Point placement records
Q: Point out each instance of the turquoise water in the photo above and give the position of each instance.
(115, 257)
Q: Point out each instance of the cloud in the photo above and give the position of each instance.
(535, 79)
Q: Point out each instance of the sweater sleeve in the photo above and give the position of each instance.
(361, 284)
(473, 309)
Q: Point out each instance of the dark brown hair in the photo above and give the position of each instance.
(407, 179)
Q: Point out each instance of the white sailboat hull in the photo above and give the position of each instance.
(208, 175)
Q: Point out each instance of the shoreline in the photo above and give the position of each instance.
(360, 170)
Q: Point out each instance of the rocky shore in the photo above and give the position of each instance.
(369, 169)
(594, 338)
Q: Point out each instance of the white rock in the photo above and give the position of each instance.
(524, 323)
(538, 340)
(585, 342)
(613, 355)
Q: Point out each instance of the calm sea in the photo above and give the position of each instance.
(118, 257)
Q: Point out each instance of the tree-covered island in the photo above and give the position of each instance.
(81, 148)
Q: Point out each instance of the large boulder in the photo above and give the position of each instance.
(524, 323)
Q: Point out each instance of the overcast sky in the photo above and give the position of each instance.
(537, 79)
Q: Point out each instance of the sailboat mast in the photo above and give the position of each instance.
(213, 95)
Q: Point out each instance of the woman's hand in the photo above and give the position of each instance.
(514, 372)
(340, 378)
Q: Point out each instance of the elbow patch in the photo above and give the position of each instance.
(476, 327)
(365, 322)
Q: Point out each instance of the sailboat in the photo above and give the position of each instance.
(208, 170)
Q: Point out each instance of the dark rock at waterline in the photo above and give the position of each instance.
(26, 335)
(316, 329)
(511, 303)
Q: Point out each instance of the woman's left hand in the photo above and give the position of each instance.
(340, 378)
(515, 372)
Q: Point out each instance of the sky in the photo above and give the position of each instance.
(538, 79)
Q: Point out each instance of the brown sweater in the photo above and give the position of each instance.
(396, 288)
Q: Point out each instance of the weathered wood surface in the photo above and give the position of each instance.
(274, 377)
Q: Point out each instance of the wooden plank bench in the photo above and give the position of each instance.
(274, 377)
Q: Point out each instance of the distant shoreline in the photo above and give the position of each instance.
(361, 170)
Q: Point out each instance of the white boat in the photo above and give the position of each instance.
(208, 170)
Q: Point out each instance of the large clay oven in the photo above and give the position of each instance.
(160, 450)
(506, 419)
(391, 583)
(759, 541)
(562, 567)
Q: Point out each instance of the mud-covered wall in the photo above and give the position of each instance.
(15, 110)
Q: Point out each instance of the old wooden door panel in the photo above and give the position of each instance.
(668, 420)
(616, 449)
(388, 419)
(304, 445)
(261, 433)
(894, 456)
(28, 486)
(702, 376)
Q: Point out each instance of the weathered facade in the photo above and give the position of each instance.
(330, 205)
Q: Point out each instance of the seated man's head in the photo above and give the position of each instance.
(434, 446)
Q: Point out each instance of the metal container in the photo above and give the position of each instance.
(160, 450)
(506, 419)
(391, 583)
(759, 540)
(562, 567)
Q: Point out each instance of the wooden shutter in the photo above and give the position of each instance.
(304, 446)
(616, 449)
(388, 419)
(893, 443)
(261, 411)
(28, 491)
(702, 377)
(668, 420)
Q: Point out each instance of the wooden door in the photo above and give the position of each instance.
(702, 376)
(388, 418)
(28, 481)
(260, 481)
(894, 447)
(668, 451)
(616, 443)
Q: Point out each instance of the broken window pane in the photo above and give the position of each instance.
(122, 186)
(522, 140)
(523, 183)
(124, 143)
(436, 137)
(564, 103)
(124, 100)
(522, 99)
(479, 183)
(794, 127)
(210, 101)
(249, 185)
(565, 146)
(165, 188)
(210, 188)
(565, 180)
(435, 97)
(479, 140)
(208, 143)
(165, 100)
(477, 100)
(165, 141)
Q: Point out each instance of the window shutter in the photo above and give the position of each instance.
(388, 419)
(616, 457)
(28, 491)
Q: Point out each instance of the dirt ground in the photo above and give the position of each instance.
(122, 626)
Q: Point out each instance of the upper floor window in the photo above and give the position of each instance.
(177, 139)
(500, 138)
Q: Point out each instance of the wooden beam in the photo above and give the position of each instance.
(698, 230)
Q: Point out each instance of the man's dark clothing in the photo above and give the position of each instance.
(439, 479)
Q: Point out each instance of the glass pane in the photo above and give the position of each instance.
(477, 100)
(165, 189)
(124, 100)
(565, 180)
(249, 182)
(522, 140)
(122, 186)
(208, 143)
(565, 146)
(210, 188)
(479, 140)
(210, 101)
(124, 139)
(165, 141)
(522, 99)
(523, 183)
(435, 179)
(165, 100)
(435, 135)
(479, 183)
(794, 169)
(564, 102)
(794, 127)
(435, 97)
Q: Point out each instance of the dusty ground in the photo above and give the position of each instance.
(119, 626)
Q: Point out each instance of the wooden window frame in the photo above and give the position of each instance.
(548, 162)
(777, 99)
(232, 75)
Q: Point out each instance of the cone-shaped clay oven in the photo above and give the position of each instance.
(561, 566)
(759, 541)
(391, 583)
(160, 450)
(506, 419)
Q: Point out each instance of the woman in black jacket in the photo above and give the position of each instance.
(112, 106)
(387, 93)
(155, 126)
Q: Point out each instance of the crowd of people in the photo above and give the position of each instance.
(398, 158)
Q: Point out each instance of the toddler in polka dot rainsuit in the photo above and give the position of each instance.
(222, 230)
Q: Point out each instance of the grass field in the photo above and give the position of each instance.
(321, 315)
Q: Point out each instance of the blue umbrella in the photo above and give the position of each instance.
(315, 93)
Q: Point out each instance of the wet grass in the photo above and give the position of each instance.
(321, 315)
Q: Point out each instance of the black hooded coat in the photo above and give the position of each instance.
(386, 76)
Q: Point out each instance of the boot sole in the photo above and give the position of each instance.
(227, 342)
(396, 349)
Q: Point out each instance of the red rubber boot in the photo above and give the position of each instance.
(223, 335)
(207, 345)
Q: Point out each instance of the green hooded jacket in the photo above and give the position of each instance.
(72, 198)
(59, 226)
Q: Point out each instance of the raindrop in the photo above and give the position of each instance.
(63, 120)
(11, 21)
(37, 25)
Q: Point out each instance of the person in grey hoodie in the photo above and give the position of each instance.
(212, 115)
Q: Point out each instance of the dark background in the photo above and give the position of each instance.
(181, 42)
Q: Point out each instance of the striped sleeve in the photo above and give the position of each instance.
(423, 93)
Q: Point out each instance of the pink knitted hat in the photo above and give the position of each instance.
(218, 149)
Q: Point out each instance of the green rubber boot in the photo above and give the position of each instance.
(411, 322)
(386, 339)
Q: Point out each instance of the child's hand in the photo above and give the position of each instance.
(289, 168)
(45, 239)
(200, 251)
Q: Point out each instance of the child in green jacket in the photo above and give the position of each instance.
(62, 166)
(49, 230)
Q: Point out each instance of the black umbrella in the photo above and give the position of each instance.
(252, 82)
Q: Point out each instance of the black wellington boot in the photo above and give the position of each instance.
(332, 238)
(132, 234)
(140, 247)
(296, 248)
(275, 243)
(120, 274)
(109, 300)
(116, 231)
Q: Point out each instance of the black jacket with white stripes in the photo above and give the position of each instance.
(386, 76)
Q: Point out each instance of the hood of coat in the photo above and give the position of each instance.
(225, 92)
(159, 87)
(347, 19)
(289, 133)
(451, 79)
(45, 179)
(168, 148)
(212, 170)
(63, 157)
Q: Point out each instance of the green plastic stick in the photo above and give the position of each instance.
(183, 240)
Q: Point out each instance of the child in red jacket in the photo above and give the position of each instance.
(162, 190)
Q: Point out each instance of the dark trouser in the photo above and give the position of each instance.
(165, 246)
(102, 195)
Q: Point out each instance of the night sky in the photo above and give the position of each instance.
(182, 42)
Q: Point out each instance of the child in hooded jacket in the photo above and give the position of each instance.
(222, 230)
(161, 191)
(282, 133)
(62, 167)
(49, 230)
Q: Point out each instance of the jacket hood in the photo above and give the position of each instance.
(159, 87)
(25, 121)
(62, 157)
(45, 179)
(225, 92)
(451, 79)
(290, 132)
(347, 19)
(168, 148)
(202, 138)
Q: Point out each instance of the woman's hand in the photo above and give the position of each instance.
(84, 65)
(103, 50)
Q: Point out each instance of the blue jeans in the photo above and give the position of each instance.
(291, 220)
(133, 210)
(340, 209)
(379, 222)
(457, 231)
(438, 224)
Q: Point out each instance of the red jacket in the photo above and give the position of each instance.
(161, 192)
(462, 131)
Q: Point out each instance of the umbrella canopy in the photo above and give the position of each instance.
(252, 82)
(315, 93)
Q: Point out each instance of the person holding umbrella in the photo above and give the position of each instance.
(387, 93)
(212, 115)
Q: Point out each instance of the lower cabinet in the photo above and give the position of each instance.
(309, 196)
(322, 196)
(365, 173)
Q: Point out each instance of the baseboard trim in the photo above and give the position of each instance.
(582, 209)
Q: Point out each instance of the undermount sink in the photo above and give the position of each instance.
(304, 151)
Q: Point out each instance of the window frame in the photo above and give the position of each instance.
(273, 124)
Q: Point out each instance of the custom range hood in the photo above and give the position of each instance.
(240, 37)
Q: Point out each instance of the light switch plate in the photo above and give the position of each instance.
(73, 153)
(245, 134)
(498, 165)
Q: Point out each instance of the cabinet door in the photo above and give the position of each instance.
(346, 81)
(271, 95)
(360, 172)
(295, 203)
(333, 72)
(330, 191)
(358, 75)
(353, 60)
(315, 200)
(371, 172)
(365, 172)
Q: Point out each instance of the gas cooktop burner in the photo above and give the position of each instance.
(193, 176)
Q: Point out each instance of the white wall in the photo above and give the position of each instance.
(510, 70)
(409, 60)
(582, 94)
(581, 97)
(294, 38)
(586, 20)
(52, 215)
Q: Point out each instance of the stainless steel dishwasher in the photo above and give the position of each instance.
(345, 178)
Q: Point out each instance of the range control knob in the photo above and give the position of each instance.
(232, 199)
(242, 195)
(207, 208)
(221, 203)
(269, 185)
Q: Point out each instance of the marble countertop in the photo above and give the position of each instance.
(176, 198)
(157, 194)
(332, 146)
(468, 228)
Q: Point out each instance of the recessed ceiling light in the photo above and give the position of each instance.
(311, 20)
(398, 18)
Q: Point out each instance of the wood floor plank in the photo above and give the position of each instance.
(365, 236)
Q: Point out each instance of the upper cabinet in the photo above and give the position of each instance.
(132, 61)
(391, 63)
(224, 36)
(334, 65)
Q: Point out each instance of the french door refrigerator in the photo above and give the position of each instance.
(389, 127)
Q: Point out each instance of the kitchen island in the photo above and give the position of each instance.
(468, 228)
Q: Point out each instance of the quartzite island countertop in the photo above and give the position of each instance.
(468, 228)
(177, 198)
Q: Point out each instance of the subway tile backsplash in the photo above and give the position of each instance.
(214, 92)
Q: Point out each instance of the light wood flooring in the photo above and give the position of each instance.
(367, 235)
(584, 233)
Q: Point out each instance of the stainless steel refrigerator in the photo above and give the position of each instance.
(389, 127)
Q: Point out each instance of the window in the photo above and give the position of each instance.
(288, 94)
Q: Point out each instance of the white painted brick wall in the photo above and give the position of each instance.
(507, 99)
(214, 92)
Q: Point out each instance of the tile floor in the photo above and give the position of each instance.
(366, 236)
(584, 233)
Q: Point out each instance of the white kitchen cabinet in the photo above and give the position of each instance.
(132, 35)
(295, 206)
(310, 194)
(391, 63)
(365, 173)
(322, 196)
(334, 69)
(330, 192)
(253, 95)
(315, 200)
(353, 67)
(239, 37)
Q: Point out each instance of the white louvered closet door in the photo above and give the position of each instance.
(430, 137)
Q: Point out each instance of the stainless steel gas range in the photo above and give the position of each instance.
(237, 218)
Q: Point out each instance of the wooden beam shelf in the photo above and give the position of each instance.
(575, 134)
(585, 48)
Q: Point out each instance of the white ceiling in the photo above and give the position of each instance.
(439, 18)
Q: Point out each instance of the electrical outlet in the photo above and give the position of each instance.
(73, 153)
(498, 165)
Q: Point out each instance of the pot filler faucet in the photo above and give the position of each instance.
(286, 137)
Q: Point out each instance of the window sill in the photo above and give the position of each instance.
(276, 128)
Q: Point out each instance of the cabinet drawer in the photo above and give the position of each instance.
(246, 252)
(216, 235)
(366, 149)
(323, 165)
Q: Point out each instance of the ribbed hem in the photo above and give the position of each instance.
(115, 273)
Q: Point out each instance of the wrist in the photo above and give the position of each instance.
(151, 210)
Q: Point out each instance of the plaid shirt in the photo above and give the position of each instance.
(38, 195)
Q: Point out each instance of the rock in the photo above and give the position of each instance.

■ **Work to be completed**
Produce an exact repeat of the lines from the one containing "Q: Point out each instance of the electrical" through the last line of the data, and nothing more.

■ **Answer to this task**
Q: Point out each instance of the electrical outlet in the photo above and give the position of each instance.
(73, 153)
(498, 165)
Q: Point out each instance of the pot filler faucet in the photo above and give the position of each instance.
(286, 137)
Q: Point out each instance of the window sill in the photo above and give the position of each instance.
(276, 128)
Q: Point out each instance of the cabinet drawer in the photo above and give the position of each instance.
(246, 252)
(216, 235)
(366, 149)
(323, 165)
Q: Point out each instance of the ribbed hem in the photo above and give the position of each instance.
(115, 273)
Q: Point out each instance of the wrist in the photo above and give the position of each instance.
(151, 210)
Q: Point out each instance of the plaid shirt in the photo above and give the position of each instance.
(38, 195)
Q: Point out each instance of the rock in the photo above and give the position of each instance.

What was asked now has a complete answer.